Assigned task: In the records below, find the line with "Query: steel wheel rim" and the line with "the white signboard". Print both exactly, along with every line between them, and no other line.

___

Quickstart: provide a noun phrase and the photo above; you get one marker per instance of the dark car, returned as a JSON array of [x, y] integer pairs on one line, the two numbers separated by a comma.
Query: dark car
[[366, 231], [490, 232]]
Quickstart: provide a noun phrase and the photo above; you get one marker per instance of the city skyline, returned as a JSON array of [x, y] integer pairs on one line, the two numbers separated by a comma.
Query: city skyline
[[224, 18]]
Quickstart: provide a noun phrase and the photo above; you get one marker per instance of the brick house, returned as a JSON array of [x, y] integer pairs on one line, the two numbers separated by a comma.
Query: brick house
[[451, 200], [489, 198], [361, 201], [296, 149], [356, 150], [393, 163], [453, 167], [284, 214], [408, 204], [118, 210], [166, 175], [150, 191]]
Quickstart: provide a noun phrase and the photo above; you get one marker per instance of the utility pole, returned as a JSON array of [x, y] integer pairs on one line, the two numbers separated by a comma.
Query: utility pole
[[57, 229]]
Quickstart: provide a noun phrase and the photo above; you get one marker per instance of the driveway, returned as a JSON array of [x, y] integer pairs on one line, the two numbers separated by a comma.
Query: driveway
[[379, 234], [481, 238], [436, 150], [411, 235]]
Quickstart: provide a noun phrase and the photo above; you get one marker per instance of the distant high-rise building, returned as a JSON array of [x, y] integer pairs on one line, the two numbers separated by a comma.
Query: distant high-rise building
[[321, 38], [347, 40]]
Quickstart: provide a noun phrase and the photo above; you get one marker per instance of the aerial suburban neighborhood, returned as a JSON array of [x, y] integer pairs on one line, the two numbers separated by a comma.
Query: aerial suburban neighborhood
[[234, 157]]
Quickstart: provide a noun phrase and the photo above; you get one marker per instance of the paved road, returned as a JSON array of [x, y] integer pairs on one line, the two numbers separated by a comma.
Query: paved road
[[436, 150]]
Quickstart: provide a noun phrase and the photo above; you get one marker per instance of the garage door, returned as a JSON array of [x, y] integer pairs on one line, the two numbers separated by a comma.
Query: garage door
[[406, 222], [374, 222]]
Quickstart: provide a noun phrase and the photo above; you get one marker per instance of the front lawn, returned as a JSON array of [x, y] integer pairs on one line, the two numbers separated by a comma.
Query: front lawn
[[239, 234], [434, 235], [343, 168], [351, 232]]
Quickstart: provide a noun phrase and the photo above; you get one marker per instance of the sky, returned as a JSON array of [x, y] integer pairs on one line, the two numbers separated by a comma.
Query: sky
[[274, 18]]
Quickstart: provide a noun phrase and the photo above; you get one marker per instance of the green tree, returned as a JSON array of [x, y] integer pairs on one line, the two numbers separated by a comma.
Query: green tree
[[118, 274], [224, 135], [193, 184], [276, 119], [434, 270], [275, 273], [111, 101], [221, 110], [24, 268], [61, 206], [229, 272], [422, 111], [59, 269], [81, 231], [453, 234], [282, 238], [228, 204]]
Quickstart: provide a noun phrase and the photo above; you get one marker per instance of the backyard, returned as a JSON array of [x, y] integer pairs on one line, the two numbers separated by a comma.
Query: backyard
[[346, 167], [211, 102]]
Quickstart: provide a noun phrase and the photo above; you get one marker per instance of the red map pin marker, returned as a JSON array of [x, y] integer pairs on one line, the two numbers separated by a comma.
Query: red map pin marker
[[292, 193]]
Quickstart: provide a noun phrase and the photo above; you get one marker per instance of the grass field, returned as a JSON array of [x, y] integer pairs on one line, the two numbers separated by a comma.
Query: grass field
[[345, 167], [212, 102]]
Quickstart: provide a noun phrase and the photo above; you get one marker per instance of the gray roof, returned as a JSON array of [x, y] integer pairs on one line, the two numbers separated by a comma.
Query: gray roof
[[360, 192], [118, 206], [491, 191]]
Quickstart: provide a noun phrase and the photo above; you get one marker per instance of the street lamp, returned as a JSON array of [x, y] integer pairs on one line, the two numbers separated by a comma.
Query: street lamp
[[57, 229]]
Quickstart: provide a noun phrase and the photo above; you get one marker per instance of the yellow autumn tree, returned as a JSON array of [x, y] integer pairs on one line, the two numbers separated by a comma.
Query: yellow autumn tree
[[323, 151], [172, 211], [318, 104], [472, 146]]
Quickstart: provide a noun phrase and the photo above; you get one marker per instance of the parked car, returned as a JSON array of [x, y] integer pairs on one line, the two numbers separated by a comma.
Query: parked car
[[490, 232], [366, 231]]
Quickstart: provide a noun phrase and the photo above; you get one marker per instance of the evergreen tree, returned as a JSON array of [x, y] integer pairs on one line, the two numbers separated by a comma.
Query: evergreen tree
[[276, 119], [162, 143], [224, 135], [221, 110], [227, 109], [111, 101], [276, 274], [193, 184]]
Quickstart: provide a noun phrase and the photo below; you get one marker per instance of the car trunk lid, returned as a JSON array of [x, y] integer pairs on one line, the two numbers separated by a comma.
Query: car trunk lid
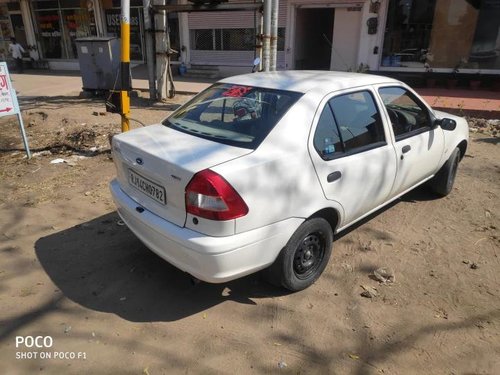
[[155, 163]]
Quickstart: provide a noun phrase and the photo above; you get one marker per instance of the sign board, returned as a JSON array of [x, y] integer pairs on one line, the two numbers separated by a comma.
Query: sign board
[[8, 102]]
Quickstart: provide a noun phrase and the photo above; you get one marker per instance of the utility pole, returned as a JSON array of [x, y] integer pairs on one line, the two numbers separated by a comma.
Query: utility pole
[[266, 37], [150, 53], [274, 34], [125, 65], [160, 23]]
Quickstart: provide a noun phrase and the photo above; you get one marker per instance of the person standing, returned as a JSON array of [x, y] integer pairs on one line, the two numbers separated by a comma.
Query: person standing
[[17, 54]]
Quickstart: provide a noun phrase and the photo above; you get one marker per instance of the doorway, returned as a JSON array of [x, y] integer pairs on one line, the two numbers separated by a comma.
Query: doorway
[[313, 38], [18, 28]]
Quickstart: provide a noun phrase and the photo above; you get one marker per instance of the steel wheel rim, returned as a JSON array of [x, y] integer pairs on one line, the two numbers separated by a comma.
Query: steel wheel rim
[[451, 176], [309, 255]]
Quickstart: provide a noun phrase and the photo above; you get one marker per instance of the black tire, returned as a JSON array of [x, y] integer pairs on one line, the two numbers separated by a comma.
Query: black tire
[[305, 256], [442, 182]]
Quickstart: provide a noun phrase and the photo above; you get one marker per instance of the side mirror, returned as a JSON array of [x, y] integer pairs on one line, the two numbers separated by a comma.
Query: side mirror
[[447, 124]]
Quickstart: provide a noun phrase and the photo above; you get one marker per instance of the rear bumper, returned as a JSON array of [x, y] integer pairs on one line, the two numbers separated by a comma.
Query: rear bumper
[[211, 259]]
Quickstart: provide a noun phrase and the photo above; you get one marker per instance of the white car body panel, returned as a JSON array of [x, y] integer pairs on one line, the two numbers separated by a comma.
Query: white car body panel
[[283, 181], [169, 158], [211, 259]]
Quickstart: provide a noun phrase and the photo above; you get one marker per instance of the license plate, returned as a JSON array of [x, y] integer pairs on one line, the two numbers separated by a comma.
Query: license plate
[[148, 187]]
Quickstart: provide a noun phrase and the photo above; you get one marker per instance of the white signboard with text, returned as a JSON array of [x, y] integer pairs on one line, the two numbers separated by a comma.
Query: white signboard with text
[[8, 102]]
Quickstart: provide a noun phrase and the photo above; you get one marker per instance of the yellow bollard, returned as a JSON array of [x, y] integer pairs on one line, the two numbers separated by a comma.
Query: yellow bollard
[[125, 64]]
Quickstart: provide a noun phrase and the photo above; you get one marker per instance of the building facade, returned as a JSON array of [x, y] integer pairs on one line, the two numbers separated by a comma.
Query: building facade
[[385, 35]]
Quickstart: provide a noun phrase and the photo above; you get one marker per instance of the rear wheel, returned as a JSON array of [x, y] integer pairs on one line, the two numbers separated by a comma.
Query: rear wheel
[[305, 256], [443, 181]]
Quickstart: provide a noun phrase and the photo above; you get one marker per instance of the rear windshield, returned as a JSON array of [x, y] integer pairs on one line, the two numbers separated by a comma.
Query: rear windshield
[[236, 115]]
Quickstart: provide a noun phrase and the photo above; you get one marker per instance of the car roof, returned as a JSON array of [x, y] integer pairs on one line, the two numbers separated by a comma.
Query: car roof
[[307, 80]]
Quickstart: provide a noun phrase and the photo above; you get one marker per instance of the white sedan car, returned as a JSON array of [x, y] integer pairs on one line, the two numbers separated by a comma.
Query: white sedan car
[[260, 171]]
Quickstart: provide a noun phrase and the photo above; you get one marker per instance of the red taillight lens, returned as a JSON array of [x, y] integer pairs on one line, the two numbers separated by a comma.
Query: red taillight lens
[[210, 196]]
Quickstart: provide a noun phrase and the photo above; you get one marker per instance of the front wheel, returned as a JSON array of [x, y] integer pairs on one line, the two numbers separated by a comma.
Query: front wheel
[[304, 258], [442, 182]]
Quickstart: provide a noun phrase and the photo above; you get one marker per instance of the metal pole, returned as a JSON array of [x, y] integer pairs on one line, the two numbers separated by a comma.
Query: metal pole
[[266, 36], [160, 43], [258, 39], [125, 65], [150, 53], [274, 34], [23, 135]]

___

Response box:
Query: steel wheel rim
[[451, 176], [309, 255]]
Quickstart: provide a noun phrase and the photo above; you get one marker per instance of the black tire, returned as a JSON array of [x, y] integer pairs on one line, the two numbers separated by a comma.
Query: black tire
[[305, 256], [442, 182]]
Quickstart: provide a noun phrase and the photo above; you get one marker per instance of the side mirror, returned as a JSON array of [x, y] integer pairs on one line, the two numbers separated by a comma.
Query: side mirror
[[447, 124]]
Quickstart: provide a noun phrase and the photo above; you get one marker per instance of the rear bumper, returned as a JSON array of [x, y] integer pairs on one line, the two numbers separated by a comma.
Query: rear bumper
[[211, 259]]
Quickstart: provide a noun phrase and the photo above; you get one marker per instance of the white car body panel, returned as a JSON array of [x, y] integer pairs on one line, the two numbers separated by a comma.
Query: white car body panel
[[283, 181], [169, 158], [211, 259]]
Quickstart: provide a noun phrase and the photo above; you get one marker per instance of the license plate, returned as a JSON array of [x, y] integer pairs on one line, the two numbers separated by a comma.
Query: license plate
[[148, 187]]
Quickstart: provide a noun phrase and the photo above; you get one marker per instance of the white signboard with text, returned as a JSON array of [x, y] integer pairs on one line, the two numbers separated by a comma.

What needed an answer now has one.